• _WORK ORDER A_:
Rewrite the part of the passage on cryonics starting at "A number of" and ending at "can afford cryopreservation?", changing "charity" to "medical research".
• _WORK ORDER B_:
According to the passage on cryonics, why does cryonics face significant consumer resistance? Answer in one to three sentences.
• _WORK ORDER C_:
List every ethical question that the passage on cryonics says cryonics provokes.

• _PASSAGE PROVIDED_:
►

Seeking eternal life in a freezer



The New York Times recently highlighted teary story of a young woman with a terminal brain cancer who chose to freeze her head in the hope of coming to life in a more technologically advanced future.
Twenty-three-year-old Kim Suozzi died of brain tumour in 2012 and arranged her afterlife with Alcor, a small company in Scottsdale, Arizona, which freezes whole human bodies for US$200,000 and heads for $80,000. She crowd-financed the procedure (euphemistically called “cephalic isolation”) on Reddit.
She had become interested in transhumanism and the possibility of extending life after reading the renowned  artificial intelligence researcher Ray Kurzweil at college. As the New York Times notes, “Mr Kurzweil and others who call themselves transhumanists have argued that exponential increases in computing power will generate an assortment of new technologies that will enable us to transcend our bodies and upload our minds onto a computer.”
Kim’s head might not seem very useful without her body, but the theoreticians of cryonics believe that some day it will be possible to make a digital copy of the brain’s wiring, called a “connectome”. This could be uploaded to a computer and hooked up to sensory devices. Some day, it may be possible to power a robot with Kim’s connectome.
Based on the views of scientists quoted in the New York Times, that “someday” may be a long time in coming. If the connectome for a human brain is ever mapped, it could be as large as 1.3 billion terabytes, which is not something you can carry around on a memory stick. In fact, the collective capacity of the world’s hard drives is an estimated 2.6 billion terabytes.
A number of interesting ethical questions are provoked by cryonics. Is the self the connectome? Is the body part of the self? Will the revived person be the same person? Is Alcor cheating its patients (ie, customers)? Is it better to spend the freezing fees on charity? Is it moral to extend the lives of rich who can afford cryopreservation?
Cryonics faces a significant consumer resistance because of the “Yuck” factor – after more than 40 years and steady publicity, Alcor still has only a few score patients. When Kim disclosed her plan to her father, he said “I can’t help you with this. We don’t live forever, Kim.” Most people, religious or not, would agree with him.
The article provoked a rebuttal of the possibility of “neuropreservation” in MIT Technology Review by Michael Hendricks, a neuroscientist at McGill University. As an expert in a small roundworm, C. Elegans, he said that it was impossible even to map its nervous system, which has only 302 neurons. “Any suggestion that you can come back to life is simply snake oil. Transhumanists have responses to these issues. In my experience, they consist of alternating demands that we trust our intuition about nonexistent technology (uploading could work) but deny our intuition about consciousness (it would not be me) … Those who profit from this hope deserve our anger and contempt.”
Commenters on his article were equally scathing. One wrote: “Why don't you lend your expertise to the task of successful suspensions instead of being a naysayer? The day is coming.  The technology may not be ready, but it will arrive, just like any techology we desire.”

◄

• _RECORD EXCERPTS_:
►

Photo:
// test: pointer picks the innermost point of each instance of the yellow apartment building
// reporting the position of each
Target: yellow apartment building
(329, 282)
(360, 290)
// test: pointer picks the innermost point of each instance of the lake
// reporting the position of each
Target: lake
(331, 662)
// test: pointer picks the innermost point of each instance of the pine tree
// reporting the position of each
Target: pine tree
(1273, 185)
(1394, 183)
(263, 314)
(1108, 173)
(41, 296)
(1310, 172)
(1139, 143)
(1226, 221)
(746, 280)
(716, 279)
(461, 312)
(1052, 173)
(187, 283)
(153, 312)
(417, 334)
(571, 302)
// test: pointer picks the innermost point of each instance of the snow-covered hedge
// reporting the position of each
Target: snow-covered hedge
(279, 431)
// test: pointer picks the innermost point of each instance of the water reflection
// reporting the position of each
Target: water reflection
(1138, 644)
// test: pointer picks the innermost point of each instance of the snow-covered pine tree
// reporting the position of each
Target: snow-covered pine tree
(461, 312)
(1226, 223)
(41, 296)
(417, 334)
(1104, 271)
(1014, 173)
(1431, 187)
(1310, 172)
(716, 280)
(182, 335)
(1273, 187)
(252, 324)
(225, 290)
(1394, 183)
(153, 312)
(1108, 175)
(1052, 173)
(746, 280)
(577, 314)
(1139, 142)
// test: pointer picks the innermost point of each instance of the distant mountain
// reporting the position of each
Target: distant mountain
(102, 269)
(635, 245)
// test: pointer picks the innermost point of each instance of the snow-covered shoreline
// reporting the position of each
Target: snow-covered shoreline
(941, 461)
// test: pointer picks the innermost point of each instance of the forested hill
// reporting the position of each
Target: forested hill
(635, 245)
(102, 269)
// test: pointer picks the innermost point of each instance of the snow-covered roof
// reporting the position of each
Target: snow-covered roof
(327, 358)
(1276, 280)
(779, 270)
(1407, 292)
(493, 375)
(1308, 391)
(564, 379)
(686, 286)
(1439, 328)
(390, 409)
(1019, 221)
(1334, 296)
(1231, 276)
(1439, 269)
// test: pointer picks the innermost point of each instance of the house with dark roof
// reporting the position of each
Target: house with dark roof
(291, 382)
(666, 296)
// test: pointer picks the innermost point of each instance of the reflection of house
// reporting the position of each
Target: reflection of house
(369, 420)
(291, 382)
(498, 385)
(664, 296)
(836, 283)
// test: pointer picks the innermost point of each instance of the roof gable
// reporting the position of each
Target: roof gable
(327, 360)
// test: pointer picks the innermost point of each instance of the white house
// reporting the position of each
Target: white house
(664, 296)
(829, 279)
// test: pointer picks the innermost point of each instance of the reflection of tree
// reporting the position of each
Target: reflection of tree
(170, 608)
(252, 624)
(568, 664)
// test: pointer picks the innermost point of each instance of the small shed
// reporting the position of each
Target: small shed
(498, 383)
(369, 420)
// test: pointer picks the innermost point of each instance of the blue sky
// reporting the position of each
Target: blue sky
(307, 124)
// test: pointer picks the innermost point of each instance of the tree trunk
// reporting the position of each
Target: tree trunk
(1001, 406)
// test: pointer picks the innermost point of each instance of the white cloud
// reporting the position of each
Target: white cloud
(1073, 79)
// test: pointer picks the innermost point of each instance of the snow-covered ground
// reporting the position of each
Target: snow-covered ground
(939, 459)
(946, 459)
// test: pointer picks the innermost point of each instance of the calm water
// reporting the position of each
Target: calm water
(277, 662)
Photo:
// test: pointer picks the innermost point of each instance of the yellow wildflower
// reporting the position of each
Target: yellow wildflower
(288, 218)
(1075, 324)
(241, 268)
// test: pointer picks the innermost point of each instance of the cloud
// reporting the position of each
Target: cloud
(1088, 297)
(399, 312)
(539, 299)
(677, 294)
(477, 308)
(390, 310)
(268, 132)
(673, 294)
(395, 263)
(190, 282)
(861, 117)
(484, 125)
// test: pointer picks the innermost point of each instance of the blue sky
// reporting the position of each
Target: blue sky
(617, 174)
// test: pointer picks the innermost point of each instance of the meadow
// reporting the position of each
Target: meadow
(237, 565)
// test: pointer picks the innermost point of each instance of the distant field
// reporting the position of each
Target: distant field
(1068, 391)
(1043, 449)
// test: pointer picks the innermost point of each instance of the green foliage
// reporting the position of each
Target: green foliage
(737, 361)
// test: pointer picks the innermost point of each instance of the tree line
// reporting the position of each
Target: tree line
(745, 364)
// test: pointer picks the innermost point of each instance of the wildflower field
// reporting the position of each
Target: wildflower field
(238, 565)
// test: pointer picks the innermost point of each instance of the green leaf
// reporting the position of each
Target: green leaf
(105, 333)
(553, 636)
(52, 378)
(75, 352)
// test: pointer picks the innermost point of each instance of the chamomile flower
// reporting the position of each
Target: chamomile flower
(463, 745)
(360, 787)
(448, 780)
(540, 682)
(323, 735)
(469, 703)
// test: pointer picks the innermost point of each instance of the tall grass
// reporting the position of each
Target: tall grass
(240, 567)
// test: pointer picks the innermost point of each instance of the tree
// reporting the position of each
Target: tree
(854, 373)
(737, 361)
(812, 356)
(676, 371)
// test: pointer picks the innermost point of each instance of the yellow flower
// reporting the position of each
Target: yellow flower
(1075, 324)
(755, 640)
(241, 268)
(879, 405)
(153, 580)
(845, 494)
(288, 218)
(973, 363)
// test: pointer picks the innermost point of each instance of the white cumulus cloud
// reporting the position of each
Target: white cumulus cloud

◄

• _YOUR RESPONSE A_:
A number of interesting ethical questions are provoked by cryonics. Is the self the connectome? Is the body part of the self? Will the revived person be the same person? Is Alcor cheating its patients (ie, customers)? Is it better to spend the freezing fees on medical research? Is it moral to extend the lives of rich who can afford cryopreservation?

• _YOUR RESPONSE B_:
Cryonics faces significant consumer resistance because of the "Yuck" factor. As a result, after more than 40 years and steady publicity, Alcor still has only a few score patients.

• _YOUR RESPONSE C_:
- Is the self the connectome?
- Is the body part of the self?
- Will the revived person be the same person?
- Is Alcor cheating its patients (ie, customers)?
- Is it better to spend the freezing fees on charity?
- Is it moral to extend the lives of rich who can afford cryopreservation?